Февраль девяносто восьмого. Грязный мусорный дворик где-то на
Алексеевской. Трое на лавке пьют. Узкая лавка в одну доску
практически вмерзла в лёд, цветом, да и фактурой напоминающий
жженый сахар. Сесть на нее невозможно даже в тулупе, но можно
поставить бутылки и встать вокруг.

Мы – странная троица. Первый, в сером суконном пальто, в круглых
очках и каскетке, неуловимо похож на пленного немца. Второй
невозможен – клетчатые зеленые брюки под бежевый пуховик.
Третий, в куртке-пилот из грубой овчины, в вязаной шапке до глаз,
и вовсе смахивает на гопника.

Мне трудно сказать, о чем они говорят. Память не сохранила звук,
оставив немое кино и немые картинки: вот немец протер очки, вот
клетчатый опрокинул бутылку, вот дети в соседнем дворике –
мелькают, гоняют мяч. Стоп кадр. Дети гоняют мяч. В месяце
феврале. По льду. Мы, не сговариваясь, ломимся в этот дворик,
бросаемся за мячом – мы в игре.

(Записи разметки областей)
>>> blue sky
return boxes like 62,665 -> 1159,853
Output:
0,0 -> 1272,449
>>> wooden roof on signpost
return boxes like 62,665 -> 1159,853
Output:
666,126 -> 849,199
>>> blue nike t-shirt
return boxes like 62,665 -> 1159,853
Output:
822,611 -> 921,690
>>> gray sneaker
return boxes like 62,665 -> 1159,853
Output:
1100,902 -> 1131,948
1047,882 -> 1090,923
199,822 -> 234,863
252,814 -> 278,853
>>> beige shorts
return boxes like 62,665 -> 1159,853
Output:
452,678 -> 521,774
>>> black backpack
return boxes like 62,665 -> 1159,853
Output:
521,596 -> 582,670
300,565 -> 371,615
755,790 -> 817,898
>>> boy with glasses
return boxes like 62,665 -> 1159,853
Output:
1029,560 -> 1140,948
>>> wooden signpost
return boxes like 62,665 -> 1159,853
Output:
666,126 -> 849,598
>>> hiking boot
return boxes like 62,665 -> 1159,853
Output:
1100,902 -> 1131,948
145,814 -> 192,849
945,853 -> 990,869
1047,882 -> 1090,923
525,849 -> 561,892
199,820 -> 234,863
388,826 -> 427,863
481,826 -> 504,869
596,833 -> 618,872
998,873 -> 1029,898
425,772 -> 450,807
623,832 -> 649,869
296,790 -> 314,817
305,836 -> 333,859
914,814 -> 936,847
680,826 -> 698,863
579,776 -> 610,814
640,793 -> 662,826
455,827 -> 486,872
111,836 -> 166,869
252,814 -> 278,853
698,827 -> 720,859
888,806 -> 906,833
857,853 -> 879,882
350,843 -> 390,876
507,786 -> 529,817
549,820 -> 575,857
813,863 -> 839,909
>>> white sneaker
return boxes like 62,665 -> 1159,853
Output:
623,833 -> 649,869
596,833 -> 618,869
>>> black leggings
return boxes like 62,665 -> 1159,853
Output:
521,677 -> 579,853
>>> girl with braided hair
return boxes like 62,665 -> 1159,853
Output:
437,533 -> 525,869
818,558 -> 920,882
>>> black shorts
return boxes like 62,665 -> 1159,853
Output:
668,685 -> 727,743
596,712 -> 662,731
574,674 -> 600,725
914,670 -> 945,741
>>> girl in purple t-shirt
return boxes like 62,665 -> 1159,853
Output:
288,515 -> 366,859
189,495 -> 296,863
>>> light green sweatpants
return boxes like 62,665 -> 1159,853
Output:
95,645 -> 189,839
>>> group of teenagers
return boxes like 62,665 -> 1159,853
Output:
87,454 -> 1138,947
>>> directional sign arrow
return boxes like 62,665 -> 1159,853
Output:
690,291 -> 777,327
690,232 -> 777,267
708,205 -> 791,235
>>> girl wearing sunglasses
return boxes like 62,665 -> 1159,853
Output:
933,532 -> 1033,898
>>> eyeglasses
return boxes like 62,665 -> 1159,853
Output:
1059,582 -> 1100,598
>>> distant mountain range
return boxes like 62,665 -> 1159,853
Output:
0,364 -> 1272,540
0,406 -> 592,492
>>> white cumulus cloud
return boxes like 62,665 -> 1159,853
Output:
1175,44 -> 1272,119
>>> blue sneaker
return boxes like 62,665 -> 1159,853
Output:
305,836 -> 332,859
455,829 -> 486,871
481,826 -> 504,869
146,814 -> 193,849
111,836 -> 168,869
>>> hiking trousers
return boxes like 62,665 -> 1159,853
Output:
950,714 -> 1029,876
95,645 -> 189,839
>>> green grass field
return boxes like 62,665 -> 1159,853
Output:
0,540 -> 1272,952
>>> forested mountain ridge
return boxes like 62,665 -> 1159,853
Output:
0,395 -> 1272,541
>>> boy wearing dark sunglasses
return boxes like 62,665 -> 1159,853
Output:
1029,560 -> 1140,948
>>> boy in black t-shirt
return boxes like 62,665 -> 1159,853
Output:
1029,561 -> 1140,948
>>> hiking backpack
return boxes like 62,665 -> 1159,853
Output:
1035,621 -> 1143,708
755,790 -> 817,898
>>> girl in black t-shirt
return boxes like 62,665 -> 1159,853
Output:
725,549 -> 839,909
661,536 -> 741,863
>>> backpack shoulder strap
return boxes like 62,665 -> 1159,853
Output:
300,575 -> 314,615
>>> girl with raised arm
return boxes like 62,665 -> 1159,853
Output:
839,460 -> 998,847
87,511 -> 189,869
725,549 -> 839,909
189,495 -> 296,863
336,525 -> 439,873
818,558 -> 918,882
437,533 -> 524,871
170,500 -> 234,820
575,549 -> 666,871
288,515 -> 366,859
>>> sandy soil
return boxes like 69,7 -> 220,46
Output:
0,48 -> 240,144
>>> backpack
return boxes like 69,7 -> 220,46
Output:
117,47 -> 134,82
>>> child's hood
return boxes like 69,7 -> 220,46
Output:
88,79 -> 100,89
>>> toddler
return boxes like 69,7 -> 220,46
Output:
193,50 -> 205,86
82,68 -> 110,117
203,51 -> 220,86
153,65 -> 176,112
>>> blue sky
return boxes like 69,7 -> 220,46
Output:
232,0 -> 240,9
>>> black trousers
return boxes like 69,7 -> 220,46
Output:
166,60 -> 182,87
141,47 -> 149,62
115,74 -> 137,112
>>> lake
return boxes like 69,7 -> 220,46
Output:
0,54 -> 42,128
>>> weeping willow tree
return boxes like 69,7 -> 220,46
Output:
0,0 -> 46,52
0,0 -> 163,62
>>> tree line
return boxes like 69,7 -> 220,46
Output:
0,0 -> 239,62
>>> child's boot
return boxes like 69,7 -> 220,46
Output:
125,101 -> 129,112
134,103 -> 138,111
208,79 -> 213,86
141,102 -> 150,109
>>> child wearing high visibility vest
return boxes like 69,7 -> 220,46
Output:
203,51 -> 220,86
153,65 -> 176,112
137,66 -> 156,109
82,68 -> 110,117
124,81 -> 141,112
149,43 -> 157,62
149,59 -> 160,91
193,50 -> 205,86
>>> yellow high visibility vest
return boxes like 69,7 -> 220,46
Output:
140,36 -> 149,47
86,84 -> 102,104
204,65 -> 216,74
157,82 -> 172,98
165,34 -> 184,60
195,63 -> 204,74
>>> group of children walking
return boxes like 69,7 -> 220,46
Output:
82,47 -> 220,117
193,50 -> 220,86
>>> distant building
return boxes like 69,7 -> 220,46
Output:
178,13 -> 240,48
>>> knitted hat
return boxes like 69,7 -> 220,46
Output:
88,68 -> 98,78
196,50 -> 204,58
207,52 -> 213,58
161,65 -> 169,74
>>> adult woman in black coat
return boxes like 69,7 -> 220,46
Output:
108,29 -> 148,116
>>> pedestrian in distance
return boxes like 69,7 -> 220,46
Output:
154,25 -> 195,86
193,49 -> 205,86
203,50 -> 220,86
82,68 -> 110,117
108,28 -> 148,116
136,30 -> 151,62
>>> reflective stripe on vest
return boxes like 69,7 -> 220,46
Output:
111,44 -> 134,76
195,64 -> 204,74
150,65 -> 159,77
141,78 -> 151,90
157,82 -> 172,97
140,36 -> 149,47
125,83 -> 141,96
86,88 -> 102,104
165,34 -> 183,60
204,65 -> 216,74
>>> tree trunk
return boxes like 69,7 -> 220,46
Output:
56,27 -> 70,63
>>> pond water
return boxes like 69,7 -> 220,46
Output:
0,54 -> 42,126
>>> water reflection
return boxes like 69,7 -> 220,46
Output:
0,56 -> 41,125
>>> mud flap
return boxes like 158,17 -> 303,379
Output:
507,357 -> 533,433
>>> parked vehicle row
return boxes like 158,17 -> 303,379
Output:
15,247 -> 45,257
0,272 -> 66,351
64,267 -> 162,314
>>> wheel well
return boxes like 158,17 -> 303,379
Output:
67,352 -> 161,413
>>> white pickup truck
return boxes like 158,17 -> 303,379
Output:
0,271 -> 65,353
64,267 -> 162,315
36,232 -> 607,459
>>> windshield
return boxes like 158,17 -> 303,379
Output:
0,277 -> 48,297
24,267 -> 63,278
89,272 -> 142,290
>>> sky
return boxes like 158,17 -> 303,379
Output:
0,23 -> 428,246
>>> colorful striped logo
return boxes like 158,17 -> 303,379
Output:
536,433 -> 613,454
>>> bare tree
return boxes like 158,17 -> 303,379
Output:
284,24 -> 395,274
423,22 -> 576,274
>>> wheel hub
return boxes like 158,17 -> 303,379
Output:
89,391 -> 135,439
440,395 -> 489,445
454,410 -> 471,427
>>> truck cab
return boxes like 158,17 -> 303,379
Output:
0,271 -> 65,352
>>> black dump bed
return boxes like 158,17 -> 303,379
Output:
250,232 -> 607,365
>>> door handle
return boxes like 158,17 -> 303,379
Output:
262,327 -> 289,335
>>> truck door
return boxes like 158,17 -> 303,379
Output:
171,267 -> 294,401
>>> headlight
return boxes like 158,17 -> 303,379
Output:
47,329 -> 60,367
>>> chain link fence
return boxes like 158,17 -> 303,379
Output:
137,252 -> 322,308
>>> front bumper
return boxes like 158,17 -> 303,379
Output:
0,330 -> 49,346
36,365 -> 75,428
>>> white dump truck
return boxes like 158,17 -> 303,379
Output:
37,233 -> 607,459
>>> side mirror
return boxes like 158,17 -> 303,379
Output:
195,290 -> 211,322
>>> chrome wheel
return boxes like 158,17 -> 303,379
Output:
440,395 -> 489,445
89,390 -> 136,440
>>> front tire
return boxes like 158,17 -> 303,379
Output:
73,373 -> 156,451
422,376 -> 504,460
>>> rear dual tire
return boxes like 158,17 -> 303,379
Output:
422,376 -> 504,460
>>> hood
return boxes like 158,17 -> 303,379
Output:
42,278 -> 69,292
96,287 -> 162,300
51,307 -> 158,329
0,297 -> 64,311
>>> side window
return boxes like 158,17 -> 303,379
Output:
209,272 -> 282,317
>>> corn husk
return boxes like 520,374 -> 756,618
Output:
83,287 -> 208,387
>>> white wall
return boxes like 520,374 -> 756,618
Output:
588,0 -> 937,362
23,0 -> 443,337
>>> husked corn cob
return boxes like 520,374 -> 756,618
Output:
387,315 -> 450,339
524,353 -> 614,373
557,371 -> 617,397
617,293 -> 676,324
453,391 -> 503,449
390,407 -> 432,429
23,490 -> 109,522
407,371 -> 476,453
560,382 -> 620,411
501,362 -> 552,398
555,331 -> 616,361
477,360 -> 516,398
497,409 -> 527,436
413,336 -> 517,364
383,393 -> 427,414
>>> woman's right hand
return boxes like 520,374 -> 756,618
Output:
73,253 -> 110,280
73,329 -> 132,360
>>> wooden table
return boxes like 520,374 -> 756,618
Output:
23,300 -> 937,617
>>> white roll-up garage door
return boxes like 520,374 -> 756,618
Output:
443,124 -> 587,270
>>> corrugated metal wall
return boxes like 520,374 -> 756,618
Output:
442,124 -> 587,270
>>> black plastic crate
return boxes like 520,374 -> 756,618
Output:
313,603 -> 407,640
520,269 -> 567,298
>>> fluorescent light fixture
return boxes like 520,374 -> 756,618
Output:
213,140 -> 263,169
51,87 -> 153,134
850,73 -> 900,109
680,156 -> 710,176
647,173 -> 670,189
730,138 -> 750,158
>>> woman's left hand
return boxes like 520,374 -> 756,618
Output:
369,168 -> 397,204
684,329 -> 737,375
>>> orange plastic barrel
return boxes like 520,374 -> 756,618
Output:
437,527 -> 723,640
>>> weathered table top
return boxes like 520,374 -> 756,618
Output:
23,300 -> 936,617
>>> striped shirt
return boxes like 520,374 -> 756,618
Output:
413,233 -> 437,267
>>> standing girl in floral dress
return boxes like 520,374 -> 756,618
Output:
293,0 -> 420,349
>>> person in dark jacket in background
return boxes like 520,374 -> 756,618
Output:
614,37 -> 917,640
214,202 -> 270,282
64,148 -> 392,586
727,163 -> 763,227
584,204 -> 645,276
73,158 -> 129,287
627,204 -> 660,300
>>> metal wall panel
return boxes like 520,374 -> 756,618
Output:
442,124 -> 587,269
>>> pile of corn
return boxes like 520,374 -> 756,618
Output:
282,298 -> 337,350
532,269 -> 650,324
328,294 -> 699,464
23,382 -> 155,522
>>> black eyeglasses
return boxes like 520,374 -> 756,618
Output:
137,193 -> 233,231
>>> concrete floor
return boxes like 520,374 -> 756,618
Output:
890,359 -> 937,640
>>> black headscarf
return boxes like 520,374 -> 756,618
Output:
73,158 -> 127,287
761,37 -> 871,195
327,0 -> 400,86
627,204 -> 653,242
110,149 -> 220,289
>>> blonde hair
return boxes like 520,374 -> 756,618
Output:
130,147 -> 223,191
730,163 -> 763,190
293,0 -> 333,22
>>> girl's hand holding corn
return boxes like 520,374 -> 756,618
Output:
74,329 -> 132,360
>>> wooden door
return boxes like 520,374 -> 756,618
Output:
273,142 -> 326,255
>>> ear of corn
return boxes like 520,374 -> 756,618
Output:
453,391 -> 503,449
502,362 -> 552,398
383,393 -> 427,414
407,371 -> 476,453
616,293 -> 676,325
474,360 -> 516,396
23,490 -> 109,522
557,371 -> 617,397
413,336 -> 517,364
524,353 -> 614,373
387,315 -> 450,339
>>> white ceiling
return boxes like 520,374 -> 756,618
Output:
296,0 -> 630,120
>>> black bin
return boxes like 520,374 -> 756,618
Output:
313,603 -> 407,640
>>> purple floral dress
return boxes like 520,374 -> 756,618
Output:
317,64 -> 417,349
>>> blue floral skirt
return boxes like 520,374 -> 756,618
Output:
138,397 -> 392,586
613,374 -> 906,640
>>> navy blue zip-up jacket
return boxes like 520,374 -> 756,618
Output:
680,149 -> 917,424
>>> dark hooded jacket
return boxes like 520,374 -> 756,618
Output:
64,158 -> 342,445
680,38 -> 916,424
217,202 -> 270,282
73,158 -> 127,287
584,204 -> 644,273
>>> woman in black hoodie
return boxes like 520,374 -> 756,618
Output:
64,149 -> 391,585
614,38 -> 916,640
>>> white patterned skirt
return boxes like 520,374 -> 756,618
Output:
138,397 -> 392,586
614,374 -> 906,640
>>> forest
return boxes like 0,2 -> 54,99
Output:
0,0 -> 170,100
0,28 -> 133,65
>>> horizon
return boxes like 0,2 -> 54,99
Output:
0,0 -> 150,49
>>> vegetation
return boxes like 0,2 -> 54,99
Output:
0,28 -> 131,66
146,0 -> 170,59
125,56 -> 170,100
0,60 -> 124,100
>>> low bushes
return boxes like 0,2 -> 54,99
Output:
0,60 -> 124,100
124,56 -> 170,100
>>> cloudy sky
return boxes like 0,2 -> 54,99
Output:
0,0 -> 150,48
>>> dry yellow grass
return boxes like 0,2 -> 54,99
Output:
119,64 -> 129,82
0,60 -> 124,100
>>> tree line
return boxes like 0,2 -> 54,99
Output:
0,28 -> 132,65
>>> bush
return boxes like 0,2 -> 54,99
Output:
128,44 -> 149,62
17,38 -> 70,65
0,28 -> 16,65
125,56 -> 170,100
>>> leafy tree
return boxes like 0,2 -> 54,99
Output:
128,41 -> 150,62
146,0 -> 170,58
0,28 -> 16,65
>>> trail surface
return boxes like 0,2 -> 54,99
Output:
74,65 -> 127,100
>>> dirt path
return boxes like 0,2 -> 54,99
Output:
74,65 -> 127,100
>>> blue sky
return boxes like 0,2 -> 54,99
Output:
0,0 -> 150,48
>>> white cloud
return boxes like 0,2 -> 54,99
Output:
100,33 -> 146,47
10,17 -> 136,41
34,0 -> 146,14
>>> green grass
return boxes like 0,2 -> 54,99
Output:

[Задания к упражнению]
1 – Подсчитайте строки перечня, содержащие слово «signpost». В ответе укажите только их число.
2 – Возобновите отрывок о зимнем дворике на Алексеевской, начав сразу после его последнего предложения.
Отрывок о зимнем дворике на Алексеевской и перечень никак не связаны между собой.

[Ответы к упражнению]
1 – 2

2 –
Нас слишком мало и вратаря мы не ставим. Мне тяжело бежать в меховой
куртке и сапогах, выпито слишком много, я задыхаюсь, а дети
гораздо быстрее. Я успеваю только выбивать мяч – в
несуществующий офсайд, пытаюсь выиграть время. Конечно, можно
сломать их всех, сбить с ног и закатать в лед, но я не решаюсь
грубо играть с детьми. И мы сливаем 3:0. Победила молодость.

Апрель девяносто восьмого. Секция настольного тенниса в Доме спорта
«Мир». Его называют «дом спирта» – там получают зачет за
бутылку водки. Но можно поступить иначе, сравнительно честно –
придти на занятия в секцию и отметиться. Кажется, десять
раз. Играть в принципе не обязательно. Впрочем, играть я умел
неплохо: меня научила подруга друга. Блондинка, спортсменка и
металлистка – абсолютно исчезнувший ныне вид.

Сейчас я иду один, без нее – и это не просто апрель, это канун
майских праздников. Все алкоголики, тунеядцы и раздолбаи, не
созданные для спорта и составляющие ядро халявной теннисной
секции, давно рассосались по местным барам. Похоже, играть будет
не с кем. Я все-таки прихожу – и там встречаю вот это чудо.
Медно-рыжая, ростом с меня, играет из рук вон плохо. «Я
торможу? Погоняй меня». «Я плохо играла? Отругай меня».
Известно, чем это кончается. Съешь меня… Выпей меня. Я выпил.

Март десятого года. Тщедушный, седеющий Прост дает интервью
французскому телеканалу. Сильно сдавший Шумахер снова садится в
болид – у него болит шея, и сконструирован специальный каркас
для поддержки шлема. Плоский экран, плоский канал, плоские
статисты. Знаю-знаю, не статисты, нет. Во всем виноват осколок
кривого зеркала. Мешает увидеть в Билане хотя бы Антонова.
Ну, а у вас получается?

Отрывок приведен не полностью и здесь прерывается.